* [YOUR INSTRUCTIONS] Transcribe everything from the line that contains "Prompts in an" down to the line that contains "positive clicks: (605, 217)", including both of those lines, reproducing each line without any change.

* [DATA FOR THIS TASK]
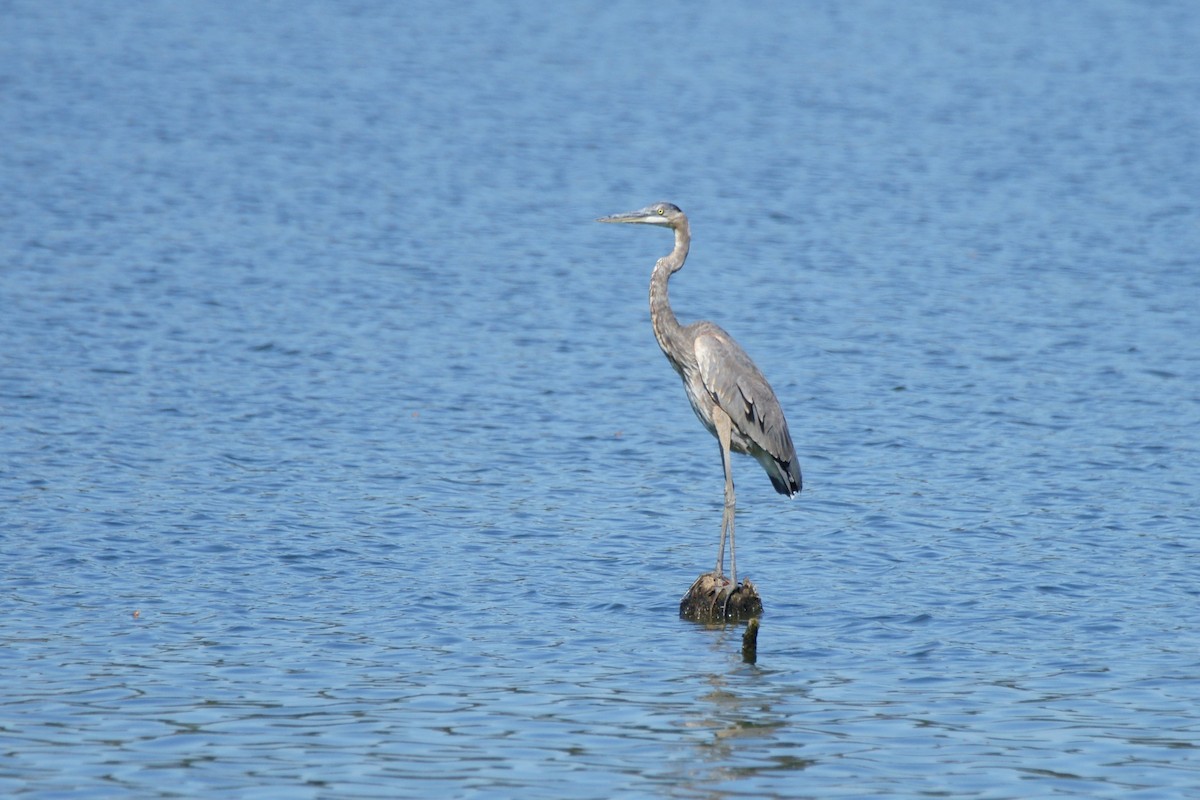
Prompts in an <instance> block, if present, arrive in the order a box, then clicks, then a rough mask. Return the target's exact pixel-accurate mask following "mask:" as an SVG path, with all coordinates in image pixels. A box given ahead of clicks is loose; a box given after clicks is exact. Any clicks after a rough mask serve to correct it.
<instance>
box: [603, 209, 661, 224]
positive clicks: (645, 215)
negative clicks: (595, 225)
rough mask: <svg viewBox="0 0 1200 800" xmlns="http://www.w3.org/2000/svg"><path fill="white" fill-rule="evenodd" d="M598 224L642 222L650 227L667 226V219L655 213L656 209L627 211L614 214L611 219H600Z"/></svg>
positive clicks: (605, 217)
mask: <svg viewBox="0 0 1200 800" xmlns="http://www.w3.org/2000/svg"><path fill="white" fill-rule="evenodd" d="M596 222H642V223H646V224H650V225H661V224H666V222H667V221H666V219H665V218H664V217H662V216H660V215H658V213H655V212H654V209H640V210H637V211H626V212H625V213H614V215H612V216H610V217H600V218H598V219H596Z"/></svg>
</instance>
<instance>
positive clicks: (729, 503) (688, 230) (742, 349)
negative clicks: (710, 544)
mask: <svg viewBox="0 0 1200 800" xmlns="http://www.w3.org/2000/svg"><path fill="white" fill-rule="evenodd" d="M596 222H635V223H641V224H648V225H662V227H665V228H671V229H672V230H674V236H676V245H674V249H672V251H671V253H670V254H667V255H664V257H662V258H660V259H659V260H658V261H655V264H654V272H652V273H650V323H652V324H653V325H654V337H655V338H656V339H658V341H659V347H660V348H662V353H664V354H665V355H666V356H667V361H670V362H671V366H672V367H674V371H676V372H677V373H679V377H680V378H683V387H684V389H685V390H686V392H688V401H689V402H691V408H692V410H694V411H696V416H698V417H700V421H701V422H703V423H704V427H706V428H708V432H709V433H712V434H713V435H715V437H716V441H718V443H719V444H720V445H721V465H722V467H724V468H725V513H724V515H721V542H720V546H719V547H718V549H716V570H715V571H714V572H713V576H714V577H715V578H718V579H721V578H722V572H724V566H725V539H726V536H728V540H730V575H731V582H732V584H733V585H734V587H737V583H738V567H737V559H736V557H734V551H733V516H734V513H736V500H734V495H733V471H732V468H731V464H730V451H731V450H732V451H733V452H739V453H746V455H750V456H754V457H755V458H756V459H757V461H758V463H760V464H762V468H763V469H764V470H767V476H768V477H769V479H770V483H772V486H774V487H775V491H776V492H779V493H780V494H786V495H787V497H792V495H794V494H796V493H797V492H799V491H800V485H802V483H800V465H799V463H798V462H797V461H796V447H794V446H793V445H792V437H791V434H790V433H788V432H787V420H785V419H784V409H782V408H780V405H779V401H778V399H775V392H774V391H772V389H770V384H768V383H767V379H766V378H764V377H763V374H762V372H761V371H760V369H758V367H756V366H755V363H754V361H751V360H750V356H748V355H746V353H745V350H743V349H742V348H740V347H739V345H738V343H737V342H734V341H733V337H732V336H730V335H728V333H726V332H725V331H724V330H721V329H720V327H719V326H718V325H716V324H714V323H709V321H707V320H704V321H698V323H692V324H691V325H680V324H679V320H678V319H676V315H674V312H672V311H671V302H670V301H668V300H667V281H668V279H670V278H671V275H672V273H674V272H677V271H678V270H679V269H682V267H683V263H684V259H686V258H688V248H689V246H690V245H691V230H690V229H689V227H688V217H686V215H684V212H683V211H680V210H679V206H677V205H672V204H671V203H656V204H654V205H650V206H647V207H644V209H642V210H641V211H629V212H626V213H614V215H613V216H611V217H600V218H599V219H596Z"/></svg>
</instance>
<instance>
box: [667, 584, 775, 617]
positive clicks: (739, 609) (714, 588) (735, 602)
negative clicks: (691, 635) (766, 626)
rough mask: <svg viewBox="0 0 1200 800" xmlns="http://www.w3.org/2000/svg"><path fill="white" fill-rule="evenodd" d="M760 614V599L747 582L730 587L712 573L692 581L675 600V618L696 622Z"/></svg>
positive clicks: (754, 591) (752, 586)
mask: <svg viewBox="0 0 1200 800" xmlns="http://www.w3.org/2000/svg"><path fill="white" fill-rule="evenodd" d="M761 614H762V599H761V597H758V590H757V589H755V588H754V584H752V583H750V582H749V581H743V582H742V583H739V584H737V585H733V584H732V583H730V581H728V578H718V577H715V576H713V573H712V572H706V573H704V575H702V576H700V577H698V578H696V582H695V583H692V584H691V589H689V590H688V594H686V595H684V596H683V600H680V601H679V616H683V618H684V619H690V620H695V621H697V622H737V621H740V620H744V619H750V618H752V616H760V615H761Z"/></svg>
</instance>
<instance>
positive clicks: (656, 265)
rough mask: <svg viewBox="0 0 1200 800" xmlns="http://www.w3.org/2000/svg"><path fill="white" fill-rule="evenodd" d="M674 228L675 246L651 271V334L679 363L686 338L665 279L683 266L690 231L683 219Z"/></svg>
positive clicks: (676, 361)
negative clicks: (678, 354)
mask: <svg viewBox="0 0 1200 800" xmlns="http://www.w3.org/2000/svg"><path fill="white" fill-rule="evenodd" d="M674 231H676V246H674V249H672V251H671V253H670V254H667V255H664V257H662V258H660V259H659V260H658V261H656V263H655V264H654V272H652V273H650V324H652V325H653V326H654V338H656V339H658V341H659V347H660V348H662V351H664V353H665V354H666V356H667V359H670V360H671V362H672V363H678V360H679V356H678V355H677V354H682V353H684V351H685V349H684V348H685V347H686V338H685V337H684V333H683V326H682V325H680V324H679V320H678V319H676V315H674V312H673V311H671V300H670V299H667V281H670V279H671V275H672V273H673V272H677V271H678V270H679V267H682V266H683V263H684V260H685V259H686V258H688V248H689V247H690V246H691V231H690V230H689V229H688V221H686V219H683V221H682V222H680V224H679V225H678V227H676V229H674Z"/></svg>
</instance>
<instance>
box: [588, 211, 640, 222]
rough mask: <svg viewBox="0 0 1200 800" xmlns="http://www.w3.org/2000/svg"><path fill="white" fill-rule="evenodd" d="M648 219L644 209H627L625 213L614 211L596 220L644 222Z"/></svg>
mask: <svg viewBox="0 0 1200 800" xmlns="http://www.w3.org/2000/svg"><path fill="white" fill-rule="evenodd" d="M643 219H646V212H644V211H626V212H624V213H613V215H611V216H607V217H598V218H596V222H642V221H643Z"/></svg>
--
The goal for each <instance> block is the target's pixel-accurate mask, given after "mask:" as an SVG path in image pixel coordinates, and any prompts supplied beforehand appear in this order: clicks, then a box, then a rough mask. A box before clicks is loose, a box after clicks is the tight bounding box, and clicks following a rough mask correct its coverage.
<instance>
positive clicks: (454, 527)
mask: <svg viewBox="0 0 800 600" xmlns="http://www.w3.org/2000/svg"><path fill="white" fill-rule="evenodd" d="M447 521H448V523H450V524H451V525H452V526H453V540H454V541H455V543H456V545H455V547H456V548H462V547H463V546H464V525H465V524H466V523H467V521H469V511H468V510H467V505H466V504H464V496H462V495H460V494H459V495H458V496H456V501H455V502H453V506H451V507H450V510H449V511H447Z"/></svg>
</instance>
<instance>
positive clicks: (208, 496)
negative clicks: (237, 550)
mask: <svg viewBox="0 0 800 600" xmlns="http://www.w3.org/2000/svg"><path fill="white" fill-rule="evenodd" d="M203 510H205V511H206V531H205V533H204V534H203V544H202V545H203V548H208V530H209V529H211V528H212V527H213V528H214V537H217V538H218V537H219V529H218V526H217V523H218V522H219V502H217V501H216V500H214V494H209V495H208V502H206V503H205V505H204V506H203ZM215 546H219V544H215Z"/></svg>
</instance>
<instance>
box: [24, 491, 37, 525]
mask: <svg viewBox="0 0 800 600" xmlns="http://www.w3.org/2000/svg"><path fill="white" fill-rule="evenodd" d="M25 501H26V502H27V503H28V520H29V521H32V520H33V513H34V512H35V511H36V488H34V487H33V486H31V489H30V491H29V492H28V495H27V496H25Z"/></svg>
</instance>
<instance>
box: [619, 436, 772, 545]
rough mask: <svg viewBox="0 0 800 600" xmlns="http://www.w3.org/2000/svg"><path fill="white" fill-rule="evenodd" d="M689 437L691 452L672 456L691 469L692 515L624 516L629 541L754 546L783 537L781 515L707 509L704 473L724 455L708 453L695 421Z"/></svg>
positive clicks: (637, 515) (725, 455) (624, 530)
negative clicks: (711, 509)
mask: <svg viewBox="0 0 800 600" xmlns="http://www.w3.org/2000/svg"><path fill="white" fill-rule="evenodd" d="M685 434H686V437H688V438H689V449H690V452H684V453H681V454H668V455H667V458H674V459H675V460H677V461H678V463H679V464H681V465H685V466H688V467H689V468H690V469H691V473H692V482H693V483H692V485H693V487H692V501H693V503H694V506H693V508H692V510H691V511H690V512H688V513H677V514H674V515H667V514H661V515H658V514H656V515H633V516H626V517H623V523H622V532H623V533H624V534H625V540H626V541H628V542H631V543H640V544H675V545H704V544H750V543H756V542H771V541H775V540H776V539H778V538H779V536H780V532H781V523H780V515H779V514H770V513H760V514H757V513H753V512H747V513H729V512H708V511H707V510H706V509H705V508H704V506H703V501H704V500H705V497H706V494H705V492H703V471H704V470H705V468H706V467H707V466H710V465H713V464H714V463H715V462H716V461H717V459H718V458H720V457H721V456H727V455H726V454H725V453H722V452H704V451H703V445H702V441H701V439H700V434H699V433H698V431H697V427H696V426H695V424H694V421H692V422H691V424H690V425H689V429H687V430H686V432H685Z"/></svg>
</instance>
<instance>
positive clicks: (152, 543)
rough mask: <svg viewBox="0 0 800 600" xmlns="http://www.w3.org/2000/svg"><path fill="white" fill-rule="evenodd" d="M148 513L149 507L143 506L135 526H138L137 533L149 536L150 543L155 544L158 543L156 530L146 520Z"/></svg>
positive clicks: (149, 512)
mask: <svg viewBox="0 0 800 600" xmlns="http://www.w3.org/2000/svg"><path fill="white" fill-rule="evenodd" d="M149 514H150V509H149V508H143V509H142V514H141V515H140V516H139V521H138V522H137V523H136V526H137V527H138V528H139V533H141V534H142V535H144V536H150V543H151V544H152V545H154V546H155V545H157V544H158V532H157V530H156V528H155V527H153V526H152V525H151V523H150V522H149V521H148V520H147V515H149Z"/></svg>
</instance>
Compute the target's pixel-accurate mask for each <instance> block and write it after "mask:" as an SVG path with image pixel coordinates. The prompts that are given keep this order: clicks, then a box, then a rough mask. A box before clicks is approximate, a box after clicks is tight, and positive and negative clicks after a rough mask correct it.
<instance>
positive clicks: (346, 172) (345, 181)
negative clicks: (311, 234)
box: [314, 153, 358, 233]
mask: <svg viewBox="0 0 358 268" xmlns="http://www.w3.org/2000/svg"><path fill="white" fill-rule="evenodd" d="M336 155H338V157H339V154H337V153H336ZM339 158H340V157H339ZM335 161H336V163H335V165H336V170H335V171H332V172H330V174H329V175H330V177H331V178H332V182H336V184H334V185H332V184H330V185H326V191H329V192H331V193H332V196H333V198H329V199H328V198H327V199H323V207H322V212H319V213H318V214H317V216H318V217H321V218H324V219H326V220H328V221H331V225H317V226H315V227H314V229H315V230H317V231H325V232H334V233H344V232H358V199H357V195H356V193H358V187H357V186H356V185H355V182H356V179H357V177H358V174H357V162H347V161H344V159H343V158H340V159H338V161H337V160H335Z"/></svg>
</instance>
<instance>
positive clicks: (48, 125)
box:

* [ANSWER TO THE EXERCISE]
Prompts in an <instance> block, if present, arrive in the order a box, then clicks, then a rough mask. Return the target's exact pixel-accurate mask following "mask:" as an SVG path, with all coordinates in image pixels. A box given ahead of clicks is loose; a box given after clicks is exact. Any clicks after a rough mask serve to correct it.
<instance>
box: [603, 209, 661, 224]
positive clicks: (645, 215)
negative clicks: (595, 225)
rough mask: <svg viewBox="0 0 1200 800" xmlns="http://www.w3.org/2000/svg"><path fill="white" fill-rule="evenodd" d="M598 224L642 222L650 227L667 226V219L655 213L656 209L627 211L614 214L611 219H600Z"/></svg>
positive clicks: (605, 217)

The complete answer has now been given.